_Task input:_
# # # # # # #
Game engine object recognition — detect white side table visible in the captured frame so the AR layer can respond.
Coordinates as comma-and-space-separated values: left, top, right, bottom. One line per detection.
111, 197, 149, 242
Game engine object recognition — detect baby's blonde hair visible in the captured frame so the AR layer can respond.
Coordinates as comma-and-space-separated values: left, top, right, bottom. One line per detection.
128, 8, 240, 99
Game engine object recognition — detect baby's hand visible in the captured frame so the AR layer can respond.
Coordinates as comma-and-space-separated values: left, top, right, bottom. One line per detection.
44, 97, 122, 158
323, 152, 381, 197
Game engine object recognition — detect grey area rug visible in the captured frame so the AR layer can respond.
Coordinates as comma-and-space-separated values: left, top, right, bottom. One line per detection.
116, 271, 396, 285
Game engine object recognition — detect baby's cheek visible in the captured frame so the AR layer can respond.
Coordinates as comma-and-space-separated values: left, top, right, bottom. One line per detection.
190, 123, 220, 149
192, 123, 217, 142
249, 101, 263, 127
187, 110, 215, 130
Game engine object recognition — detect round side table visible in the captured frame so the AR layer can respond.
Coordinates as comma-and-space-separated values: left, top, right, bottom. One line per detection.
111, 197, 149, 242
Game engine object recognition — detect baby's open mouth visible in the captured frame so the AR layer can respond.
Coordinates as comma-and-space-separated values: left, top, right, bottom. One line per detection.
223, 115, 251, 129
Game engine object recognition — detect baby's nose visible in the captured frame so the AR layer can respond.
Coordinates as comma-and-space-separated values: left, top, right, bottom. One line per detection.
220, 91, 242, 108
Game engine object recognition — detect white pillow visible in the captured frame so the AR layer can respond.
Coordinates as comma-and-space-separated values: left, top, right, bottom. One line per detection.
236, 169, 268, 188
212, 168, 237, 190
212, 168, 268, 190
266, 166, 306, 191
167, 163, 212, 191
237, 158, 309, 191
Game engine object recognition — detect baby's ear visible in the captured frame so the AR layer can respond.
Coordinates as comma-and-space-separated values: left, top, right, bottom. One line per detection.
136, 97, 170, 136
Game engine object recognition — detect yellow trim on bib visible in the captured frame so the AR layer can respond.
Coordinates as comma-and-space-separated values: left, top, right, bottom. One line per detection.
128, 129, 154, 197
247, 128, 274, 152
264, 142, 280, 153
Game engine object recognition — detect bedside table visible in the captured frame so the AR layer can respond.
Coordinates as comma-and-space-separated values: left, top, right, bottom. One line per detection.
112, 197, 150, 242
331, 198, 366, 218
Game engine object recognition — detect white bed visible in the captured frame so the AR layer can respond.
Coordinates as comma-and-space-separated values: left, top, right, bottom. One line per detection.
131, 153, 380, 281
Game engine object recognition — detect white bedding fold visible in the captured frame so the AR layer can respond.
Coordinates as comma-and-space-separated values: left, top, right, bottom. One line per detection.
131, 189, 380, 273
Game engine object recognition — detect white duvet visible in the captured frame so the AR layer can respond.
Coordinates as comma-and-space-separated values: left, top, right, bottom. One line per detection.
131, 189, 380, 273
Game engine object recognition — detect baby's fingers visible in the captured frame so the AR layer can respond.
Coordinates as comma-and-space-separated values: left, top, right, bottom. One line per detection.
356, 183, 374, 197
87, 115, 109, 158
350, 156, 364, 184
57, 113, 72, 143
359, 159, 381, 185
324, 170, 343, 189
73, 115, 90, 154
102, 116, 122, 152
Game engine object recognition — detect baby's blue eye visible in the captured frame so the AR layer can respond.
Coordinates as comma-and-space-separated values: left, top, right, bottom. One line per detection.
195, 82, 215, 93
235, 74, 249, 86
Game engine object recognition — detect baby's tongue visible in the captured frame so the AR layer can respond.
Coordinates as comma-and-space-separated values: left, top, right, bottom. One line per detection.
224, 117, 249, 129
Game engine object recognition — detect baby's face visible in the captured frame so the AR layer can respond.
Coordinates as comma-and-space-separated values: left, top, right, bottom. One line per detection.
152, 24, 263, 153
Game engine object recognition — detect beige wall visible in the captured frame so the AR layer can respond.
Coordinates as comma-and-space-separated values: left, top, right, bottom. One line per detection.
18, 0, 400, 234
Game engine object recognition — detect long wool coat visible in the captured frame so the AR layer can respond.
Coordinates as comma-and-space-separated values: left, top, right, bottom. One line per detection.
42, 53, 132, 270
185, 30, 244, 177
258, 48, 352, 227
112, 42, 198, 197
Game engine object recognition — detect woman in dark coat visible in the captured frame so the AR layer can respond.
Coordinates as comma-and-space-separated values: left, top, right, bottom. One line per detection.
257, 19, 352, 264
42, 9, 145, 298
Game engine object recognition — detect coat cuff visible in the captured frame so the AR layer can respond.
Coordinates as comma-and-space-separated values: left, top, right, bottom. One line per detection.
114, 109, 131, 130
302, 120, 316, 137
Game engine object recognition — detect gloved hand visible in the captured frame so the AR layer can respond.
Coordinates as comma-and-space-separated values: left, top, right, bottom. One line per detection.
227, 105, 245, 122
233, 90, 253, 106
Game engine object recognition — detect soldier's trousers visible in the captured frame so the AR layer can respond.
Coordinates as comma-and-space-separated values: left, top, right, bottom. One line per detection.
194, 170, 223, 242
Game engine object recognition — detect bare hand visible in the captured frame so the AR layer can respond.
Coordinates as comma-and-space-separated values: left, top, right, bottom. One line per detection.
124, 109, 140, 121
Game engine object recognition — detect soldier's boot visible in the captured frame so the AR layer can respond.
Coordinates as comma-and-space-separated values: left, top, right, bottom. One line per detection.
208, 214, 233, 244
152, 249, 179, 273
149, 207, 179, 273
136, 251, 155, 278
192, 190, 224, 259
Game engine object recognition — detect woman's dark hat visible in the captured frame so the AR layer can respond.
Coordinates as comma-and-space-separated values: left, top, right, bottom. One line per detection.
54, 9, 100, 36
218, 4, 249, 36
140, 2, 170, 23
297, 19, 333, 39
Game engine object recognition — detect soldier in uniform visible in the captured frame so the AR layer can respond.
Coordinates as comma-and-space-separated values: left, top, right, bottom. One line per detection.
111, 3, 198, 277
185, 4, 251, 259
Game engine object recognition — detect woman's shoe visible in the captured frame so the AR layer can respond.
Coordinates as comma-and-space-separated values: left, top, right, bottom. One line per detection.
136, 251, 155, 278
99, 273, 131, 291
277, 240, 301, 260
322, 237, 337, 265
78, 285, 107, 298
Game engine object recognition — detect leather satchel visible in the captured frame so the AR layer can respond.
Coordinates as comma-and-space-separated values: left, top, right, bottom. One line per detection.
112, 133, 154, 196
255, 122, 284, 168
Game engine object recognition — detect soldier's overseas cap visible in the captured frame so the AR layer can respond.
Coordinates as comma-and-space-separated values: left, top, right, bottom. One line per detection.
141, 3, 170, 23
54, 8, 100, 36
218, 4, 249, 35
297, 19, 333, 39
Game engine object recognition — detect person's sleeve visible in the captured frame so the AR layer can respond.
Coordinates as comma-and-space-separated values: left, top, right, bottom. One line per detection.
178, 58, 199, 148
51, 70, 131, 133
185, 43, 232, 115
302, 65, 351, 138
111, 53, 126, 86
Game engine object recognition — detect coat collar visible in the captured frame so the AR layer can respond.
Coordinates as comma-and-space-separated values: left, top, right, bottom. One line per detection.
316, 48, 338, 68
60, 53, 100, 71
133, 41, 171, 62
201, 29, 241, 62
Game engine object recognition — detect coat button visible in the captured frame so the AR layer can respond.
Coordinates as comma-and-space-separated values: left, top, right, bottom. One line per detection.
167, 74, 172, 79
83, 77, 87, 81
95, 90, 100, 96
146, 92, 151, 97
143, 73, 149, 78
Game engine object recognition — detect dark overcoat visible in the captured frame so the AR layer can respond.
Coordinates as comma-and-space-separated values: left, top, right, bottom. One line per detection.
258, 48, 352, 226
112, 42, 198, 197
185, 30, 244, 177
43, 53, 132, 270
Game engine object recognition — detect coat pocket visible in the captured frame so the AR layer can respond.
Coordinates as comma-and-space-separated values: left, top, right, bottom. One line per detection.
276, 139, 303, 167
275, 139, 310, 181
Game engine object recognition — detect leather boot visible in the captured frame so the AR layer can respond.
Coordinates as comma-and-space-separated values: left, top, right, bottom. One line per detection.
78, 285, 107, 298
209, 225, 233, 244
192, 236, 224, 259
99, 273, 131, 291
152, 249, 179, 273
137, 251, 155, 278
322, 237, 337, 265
# # # # # # #
_Try it:_ Across the whole listing above, find every line with the string "leather" and copy it.

_Response to this exercise:_
Game engine object recognition — detect leather satchel visible in the captured frame so the AR layer can respond.
Game engine object recognition — detect leather boot visible in the captured frame so the AR layer can respond.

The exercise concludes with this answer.